● Task brief
Each entry has to be printed again exactly.

Saved entries
------------------------------------------------------------

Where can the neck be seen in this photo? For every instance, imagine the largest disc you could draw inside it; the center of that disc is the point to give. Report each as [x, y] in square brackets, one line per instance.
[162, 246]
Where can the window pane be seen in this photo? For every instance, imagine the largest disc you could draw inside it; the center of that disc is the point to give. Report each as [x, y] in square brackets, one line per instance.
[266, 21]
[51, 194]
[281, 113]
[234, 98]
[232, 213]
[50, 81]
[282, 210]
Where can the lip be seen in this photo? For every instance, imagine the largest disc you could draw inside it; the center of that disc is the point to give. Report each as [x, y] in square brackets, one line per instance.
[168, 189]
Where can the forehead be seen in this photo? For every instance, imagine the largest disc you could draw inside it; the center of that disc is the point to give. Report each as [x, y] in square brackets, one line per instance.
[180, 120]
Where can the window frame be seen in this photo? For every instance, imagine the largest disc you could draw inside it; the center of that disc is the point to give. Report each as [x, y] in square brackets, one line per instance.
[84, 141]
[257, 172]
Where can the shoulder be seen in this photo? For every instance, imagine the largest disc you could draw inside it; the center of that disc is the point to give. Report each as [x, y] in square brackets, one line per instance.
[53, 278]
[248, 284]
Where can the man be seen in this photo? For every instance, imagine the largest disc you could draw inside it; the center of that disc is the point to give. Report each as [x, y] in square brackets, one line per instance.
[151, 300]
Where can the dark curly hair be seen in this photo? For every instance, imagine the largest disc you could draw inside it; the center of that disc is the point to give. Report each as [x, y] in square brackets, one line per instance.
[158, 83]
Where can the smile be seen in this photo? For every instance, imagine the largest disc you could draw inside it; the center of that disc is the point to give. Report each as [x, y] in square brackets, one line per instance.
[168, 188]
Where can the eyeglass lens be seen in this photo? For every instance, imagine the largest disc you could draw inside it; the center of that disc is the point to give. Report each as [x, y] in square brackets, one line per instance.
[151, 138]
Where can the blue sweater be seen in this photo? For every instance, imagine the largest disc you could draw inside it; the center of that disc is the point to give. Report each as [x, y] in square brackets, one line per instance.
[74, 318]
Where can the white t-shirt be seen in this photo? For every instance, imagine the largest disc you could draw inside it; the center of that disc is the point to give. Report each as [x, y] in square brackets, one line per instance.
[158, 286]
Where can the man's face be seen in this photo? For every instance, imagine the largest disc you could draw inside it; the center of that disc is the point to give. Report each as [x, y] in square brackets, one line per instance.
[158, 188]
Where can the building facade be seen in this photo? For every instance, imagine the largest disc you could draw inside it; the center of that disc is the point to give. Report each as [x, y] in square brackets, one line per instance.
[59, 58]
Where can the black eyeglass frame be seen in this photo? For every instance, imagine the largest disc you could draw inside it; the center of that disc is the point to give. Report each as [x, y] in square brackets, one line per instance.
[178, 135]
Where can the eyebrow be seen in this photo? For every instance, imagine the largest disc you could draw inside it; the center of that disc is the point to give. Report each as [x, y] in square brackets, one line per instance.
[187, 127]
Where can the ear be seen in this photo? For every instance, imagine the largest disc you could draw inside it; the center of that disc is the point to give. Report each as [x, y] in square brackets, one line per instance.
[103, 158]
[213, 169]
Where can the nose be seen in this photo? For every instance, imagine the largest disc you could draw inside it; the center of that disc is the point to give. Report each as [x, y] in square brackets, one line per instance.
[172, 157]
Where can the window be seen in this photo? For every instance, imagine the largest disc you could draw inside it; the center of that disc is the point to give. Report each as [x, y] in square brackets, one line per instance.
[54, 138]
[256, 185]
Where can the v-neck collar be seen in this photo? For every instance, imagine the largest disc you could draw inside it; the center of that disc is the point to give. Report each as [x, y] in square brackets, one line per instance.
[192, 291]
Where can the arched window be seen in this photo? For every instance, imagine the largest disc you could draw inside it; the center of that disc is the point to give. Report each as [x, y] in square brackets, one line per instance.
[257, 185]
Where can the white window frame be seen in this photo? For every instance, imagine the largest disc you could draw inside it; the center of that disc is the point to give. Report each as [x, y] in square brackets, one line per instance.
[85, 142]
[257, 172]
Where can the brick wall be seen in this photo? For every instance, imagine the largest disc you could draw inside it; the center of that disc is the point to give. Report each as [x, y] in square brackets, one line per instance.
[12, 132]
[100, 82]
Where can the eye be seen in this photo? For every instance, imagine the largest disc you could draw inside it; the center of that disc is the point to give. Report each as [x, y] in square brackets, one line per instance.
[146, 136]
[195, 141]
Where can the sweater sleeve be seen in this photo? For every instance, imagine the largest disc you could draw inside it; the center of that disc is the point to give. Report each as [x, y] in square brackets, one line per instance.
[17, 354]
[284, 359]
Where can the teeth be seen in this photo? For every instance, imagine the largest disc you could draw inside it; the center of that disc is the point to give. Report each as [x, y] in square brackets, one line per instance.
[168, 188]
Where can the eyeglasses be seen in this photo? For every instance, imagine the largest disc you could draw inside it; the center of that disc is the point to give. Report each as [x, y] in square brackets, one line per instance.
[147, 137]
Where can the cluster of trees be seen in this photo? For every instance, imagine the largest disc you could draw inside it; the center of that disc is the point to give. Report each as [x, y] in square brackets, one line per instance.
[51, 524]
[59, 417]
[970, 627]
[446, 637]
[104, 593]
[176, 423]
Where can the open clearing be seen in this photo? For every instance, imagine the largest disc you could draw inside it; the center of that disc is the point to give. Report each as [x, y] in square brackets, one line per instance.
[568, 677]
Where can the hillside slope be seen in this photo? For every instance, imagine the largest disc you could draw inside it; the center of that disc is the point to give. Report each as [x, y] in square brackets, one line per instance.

------------------------------------------------------------

● Task result
Where can the neck be seen in this photo? For every instance, imagine the largest disc you could draw inside it; the center of that disc is the point to give. Report each as [x, y] in square brackets, one line per instance.
[162, 246]
Where can the window pane be seen in this photo? For every instance, imagine the largest disc you could draw inside it; the center of that disc is the point to give. Report each as [x, y] in square brackets, one line per instance.
[266, 21]
[51, 194]
[281, 113]
[234, 98]
[232, 213]
[50, 81]
[282, 210]
Where can the lip be seen in this photo? For every instance, imagine the largest disc you could draw inside it; the center of that disc is the point to give. Report each as [x, y] in square brackets, one line per instance.
[168, 189]
Where can the forehead be seen in this photo? For every instance, imagine the largest disc you could draw inside it; the center of that disc is the point to give. Report each as [x, y] in square brackets, one line per instance.
[180, 120]
Where can the window frame be seen in this photo? For every instance, imagine the largest disc you could draw inside it; the center of that disc is the point to give. Report each as [x, y] in square brackets, one line per instance.
[84, 141]
[257, 172]
Where can the shoulder be seen in this photo? For every instance, imagine the largest disc you could draw inside it; the center of that disc is the point to give. Report each as [x, y] in square brackets, one line per instance.
[53, 278]
[248, 284]
Where can the man be seen in this photo? For every instance, imagine the largest disc you could draw inside it; the center of that disc is the point to give. Report each as [x, y] in square brackets, one line per instance.
[151, 300]
Where can the dark curly hair be seen in this photo? For every instance, imagine the largest disc you could draw inside it; the center of that disc is the point to give. Report each as [x, y] in square brackets, one line per instance.
[158, 83]
Where can the smile be seen in this photo? For every instance, imagine the largest disc you could draw inside it; the center of that disc is the point to give. Report each as [x, y] in square brackets, one line per instance.
[168, 188]
Where can the eyeglass lens be seen in this photo? For every instance, imagine the largest disc you could draw inside it; the center of that disc is the point to give. Report each as [x, y] in square brackets, one line per instance.
[151, 138]
Where can the blue sweater be seen in this photo? For every instance, imagine the largest disc you could draw inside it; the center of that disc is the point to give. Report each as [x, y] in square brackets, one line per instance.
[74, 318]
Where can the white t-shirt be seen in this photo? For every instance, imagine the largest disc you could draw inside it; the center of that disc is the point to give. Report each as [x, y] in square brackets, one line per instance.
[158, 286]
Where can the man's face be seen in this photo? For every instance, imagine the largest disc you could draw inside it; the center of that disc is the point to give. Report each as [x, y] in square brackets, one line per instance.
[158, 188]
Where can the building facade be seen in this photo? For every instance, imagine the largest disc you could draw inside it; the center of that disc is the point to give. Report each as [x, y] in square brackets, one line per instance.
[59, 58]
Where can the black eyeglass frame be seen in this photo? For every instance, imagine the largest disc you could draw inside it; the center of that disc is the point to give. Report each as [x, y] in square brackets, one line per instance.
[178, 135]
Where can the eyebrow be seen in this photo? For every instance, imagine the largest disc you could draw inside it; the center of that disc is the point to give. Report each as [x, y] in square brackets, one line per instance.
[187, 127]
Where can the ear be seen in this photo? For every instance, imagine the largest disc you could draw inside it; the center of that disc is the point to give. Report each as [x, y] in square brackets, one line per instance.
[103, 158]
[213, 169]
Where can the nose be seen in this photo? For every instance, imagine the largest disc you could draw inside it; the center of that disc is the point to give. Report each as [x, y] in square brackets, one line per instance.
[172, 157]
Where can the window be seen in this photo? For every instance, imagine the largest disc you could draw inside it; the center of that disc is the point to give. Report each as [x, y] in square brackets, one line per instance.
[54, 138]
[256, 185]
Where can the v-neck collar be seen in this photo? For every instance, imagine the largest disc you could draw inside it; the center of that disc is the point to give. Report each as [x, y] in square brackets, one line per instance.
[192, 291]
Where can the arched window be seen in this photo? For every instance, imagine the largest disc you could draw inside it; the center of that disc is the point to give. Report each as [x, y] in square brackets, one line per instance.
[257, 185]
Where can the white window frame be seen in this photo? For every instance, imagine the largest disc you could draw inside it; the center of that disc is the point to give. Report each as [x, y] in square brackets, one line per instance.
[85, 142]
[257, 172]
Where can the brick wall be seen in this photo? For every instance, imagine the largest disc you could draw inside it; the center of that disc is the point to give. Report each as [x, y] in square brackets, one line per instance.
[12, 132]
[100, 82]
Where can the eye be seen in this photo? For every instance, imagine the largest disc you could draw inside it; the center of that disc is the point to give. Report each as [x, y] in square brackets, one line per instance.
[146, 136]
[195, 141]
Where can the sweater sleeve be seen in this photo? For every instance, imagine the largest disc you could draw inside it; the center of that disc is the point to give. Report each as [x, y] in square brackets, one line per instance.
[17, 354]
[284, 359]
Where can the teeth be seen in this photo? For every instance, imagine the largest disc you could draw inside it; the center of that disc is the point to give. Report each as [x, y] in square brackets, one line per instance.
[168, 188]
Where can the eyeglasses be seen in this photo? For every instance, imagine the largest disc you could draw inside it; the center of that disc is the point to give. Report each as [x, y] in square brackets, one line per instance.
[147, 137]
Where can the cluster of trees be seen in this photo? For every instance, imagine the largest disc you could draw inside it; the center of that disc is the point to give. Report each as [x, y] in square brackets, one line per instance.
[51, 524]
[59, 417]
[970, 627]
[446, 637]
[104, 593]
[176, 423]
Where can the open clearing be seen in this photo? For every instance, imagine the largest disc you could draw inside it; the center of that disc is the point to give. Report each as [x, y] in square brackets, one line per instance.
[568, 677]
Where can the hillside slope be seen in this photo? For every instance, imagine the largest disc you could draw inside it; the center of that disc is the point to give. Report each as [x, y] in square brackets, one line per instance.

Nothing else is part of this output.